• [WORK TASK A] From the embedding backfill write-up, output the passage between "Calling the OpenAI" and "our embedding generation.", inclusive.
• [WORK TASK B] In the embedding backfill write-up, what processes does the admin endpoint orchestrate? List them all.
• [WORK TASK C] According to the embedding backfill write-up, which OpenAI errors now trigger retries in openaiEmbed()?

EXCERPTED PASSAGE section start

1. Data Recovery: The Great Backfill

We needed to populate those 1719 missing embeddings. We leveraged an existing internal admin endpoint: POST /api/v1/admin/backfill-embeddings. This endpoint orchestrates the entire embedding process:

Decrypting sensitive keys.
Calling the OpenAI API to generate embeddings.
Executing a direct $executeRaw UPDATE query to store the vector in pgvector.

The backfill ran in three rounds. Why three? Because even OpenAI, a robust service, can experience transient 500 errors. This highlighted another area for improvement. In the end, all 1719 embeddings were successfully populated, bringing our workflow insights back to life.

2. System Fortification: Retries and Robust Logging

To prevent future silent failures and handle transient external API issues, we implemented several key improvements:

OpenAI API Retry Logic: We added a robust retry mechanism to our openaiEmbed() service. Now, any 5xx or 429 (Too Many Requests) errors from OpenAI trigger 3 retries with exponential backoff (1s, 2s, 4s). This significantly improves the reliability of our embedding generation.

typescript

// src/server/services/embedding-service.ts (simplified)

EXCERPTED PASSAGE section end
INFORMATION PROVIDED section start

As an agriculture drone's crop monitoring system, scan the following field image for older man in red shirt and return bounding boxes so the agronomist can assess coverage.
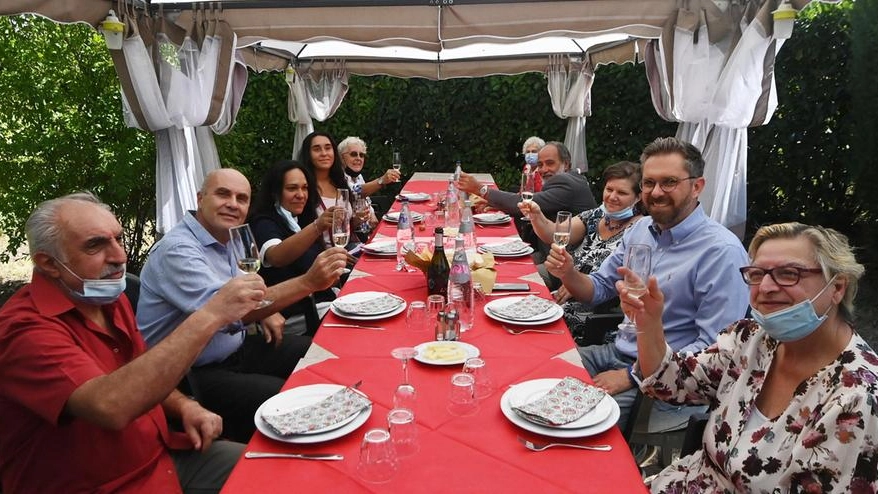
[0,194,265,493]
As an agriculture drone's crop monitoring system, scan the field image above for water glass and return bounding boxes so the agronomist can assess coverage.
[405,300,428,331]
[387,408,421,458]
[448,372,479,417]
[463,357,494,400]
[357,429,399,484]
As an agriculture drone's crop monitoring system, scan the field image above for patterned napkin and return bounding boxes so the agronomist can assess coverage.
[262,388,372,436]
[482,240,530,254]
[473,213,509,222]
[512,376,607,426]
[491,295,557,321]
[332,293,403,316]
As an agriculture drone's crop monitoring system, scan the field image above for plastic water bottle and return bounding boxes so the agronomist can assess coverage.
[445,180,460,230]
[396,197,414,271]
[448,235,475,333]
[458,199,476,249]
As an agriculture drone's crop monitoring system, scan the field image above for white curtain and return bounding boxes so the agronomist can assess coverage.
[645,0,783,237]
[111,12,247,233]
[286,60,349,159]
[547,55,594,172]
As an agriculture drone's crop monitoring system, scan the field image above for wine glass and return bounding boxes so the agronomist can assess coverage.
[619,244,652,341]
[390,347,418,413]
[519,171,536,221]
[229,223,272,308]
[332,206,351,247]
[552,211,573,247]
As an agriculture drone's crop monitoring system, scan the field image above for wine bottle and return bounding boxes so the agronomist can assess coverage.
[427,227,451,300]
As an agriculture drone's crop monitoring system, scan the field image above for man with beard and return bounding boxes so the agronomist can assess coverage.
[546,137,748,428]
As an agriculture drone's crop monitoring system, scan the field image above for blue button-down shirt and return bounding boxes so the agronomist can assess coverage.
[137,211,245,365]
[589,204,749,357]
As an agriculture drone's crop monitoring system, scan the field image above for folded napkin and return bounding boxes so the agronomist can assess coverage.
[332,293,403,316]
[512,376,607,426]
[262,388,372,436]
[491,295,557,321]
[482,240,530,254]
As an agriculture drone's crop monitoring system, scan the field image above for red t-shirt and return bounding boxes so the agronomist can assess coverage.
[0,272,192,493]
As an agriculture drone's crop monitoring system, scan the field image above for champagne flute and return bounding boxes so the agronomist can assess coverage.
[332,206,351,247]
[390,347,418,413]
[229,223,272,308]
[619,244,652,341]
[552,211,573,247]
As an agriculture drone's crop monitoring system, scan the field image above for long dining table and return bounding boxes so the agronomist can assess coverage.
[223,173,646,493]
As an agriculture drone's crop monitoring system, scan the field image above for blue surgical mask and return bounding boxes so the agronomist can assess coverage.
[58,261,126,305]
[524,153,539,166]
[751,276,835,342]
[600,203,636,221]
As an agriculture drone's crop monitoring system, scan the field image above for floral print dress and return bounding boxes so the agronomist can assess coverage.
[561,208,636,343]
[641,319,878,493]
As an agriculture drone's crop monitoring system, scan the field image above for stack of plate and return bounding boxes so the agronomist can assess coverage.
[253,384,372,444]
[329,292,407,321]
[383,211,424,223]
[361,240,396,256]
[473,212,512,225]
[485,295,564,326]
[479,240,534,257]
[396,192,430,202]
[500,378,619,438]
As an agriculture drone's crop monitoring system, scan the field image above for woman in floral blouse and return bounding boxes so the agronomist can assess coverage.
[618,223,878,493]
[521,161,641,343]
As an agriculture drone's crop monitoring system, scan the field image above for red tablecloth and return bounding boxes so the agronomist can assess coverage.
[223,181,645,493]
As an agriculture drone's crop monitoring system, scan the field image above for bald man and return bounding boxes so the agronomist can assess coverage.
[137,168,347,442]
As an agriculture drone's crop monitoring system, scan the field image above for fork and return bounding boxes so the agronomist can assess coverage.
[503,324,564,335]
[518,436,613,451]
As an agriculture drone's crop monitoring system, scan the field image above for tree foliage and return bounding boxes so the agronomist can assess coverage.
[0,16,155,269]
[0,0,878,278]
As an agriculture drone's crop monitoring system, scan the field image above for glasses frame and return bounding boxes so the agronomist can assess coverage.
[738,266,823,286]
[640,176,701,193]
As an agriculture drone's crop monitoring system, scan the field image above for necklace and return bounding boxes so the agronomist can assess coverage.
[604,216,629,232]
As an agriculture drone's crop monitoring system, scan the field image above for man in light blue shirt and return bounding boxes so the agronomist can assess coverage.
[546,137,748,427]
[137,168,347,443]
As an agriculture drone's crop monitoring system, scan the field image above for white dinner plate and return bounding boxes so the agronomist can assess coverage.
[362,240,396,256]
[414,341,479,365]
[383,211,424,223]
[479,244,534,257]
[396,192,430,202]
[329,292,408,321]
[509,378,616,429]
[500,380,620,438]
[484,295,564,326]
[473,213,512,225]
[253,384,372,444]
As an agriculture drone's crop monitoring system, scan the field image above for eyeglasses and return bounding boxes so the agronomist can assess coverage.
[640,177,700,192]
[740,266,823,286]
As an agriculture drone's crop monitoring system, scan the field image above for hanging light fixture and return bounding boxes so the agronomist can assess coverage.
[772,0,797,39]
[98,10,125,50]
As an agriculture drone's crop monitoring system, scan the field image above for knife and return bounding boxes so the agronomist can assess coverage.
[323,322,384,331]
[244,451,344,460]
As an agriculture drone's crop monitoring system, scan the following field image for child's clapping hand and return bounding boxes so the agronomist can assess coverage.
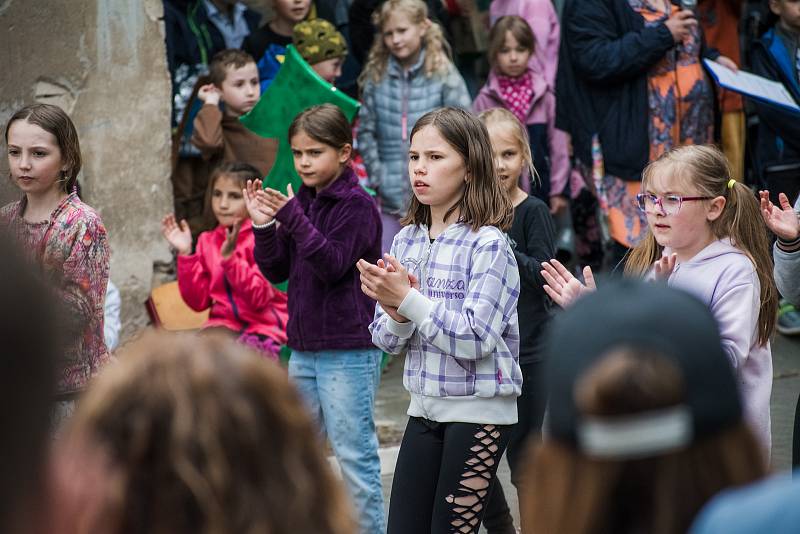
[264,184,294,213]
[356,254,419,323]
[542,260,597,308]
[242,180,275,226]
[161,213,192,256]
[758,191,800,241]
[197,83,222,106]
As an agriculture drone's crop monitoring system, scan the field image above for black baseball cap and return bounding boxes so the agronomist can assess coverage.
[546,279,742,458]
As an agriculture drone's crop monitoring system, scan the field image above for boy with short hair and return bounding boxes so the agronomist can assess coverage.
[192,49,278,176]
[242,0,311,92]
[292,19,347,85]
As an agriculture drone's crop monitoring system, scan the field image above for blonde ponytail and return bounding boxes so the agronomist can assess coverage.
[625,149,778,345]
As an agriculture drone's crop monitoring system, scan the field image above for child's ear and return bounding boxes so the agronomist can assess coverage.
[422,19,433,36]
[339,143,353,164]
[706,196,727,222]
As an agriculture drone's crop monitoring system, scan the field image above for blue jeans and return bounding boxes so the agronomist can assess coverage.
[289,349,386,534]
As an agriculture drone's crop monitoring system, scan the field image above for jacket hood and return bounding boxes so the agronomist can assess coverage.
[297,163,358,203]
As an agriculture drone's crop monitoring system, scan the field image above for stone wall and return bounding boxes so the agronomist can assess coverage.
[0,0,172,338]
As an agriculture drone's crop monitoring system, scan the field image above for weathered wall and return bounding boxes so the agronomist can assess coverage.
[0,0,172,342]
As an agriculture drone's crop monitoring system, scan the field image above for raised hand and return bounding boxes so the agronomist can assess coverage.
[242,180,275,226]
[377,254,420,291]
[541,259,597,308]
[263,184,294,217]
[219,220,242,260]
[161,213,192,256]
[356,255,411,308]
[197,83,222,106]
[664,9,697,43]
[653,253,678,280]
[758,191,800,241]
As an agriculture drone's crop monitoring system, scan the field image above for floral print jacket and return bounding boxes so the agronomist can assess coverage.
[0,193,109,394]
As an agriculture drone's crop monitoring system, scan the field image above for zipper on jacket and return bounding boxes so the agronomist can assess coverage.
[400,70,408,142]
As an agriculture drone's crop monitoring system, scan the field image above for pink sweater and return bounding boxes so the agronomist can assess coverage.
[178,219,288,345]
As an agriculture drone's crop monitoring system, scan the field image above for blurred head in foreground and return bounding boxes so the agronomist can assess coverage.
[47,334,352,534]
[521,280,765,534]
[0,232,59,532]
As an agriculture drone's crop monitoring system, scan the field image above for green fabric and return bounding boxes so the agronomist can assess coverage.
[239,45,360,197]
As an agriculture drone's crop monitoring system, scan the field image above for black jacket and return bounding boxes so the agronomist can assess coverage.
[750,30,800,185]
[556,0,719,181]
[508,197,556,364]
[164,0,261,76]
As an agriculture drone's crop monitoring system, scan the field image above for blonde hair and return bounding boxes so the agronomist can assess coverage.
[478,107,539,188]
[625,145,778,345]
[520,346,766,534]
[400,108,514,231]
[59,333,353,534]
[358,0,452,89]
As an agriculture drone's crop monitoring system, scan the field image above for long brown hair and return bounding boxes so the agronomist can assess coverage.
[5,104,81,193]
[358,0,452,89]
[520,347,766,534]
[59,334,353,534]
[625,145,778,345]
[400,108,514,231]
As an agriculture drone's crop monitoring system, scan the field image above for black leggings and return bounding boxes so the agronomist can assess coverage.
[388,417,513,534]
[483,362,547,534]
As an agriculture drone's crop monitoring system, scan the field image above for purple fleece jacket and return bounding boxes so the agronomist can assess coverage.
[253,166,381,351]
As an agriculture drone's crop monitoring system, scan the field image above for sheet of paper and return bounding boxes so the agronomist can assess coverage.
[703,59,800,112]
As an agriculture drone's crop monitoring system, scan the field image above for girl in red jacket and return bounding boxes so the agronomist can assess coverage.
[161,163,288,359]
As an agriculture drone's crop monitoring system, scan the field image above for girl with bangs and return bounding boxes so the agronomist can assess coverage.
[358,108,522,534]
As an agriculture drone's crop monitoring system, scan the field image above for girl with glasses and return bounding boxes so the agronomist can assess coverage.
[542,146,778,454]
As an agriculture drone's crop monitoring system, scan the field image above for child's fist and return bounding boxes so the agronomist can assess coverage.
[197,83,221,106]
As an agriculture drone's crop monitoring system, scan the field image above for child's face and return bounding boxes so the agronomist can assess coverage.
[311,57,344,85]
[211,174,247,227]
[643,166,725,257]
[274,0,311,26]
[382,11,428,67]
[290,130,352,191]
[497,31,531,78]
[487,122,525,193]
[221,63,261,117]
[769,0,800,33]
[408,126,467,213]
[8,120,67,195]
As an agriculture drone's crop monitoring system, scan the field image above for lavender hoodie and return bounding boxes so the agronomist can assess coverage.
[370,223,522,425]
[664,238,772,454]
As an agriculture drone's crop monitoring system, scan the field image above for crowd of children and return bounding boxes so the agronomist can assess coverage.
[0,0,800,534]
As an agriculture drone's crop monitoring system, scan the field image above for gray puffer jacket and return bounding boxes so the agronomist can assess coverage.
[358,49,472,216]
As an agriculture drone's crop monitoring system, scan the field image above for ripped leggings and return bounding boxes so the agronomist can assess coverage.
[388,417,514,534]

INFORMATION PROVIDED section end

• [WRITTEN ANSWER A]
Calling the OpenAI API to generate embeddings.
Executing a direct $executeRaw UPDATE query to store the vector in pgvector.

The backfill ran in three rounds. Why three? Because even OpenAI, a robust service, can experience transient 500 errors. This highlighted another area for improvement. In the end, all 1719 embeddings were successfully populated, bringing our workflow insights back to life.

2. System Fortification: Retries and Robust Logging

To prevent future silent failures and handle transient external API issues, we implemented several key improvements:

OpenAI API Retry Logic: We added a robust retry mechanism to our openaiEmbed() service. Now, any 5xx or 429 (Too Many Requests) errors from OpenAI trigger 3 retries with exponential backoff (1s, 2s, 4s). This significantly improves the reliability of our embedding generation.

• [WRITTEN ANSWER B]
- Decrypting sensitive keys.
- Calling the OpenAI API to generate embeddings.
- Executing a direct $executeRaw UPDATE query to store the vector in pgvector.

• [WRITTEN ANSWER C] Any 5xx or 429 (Too Many Requests) errors.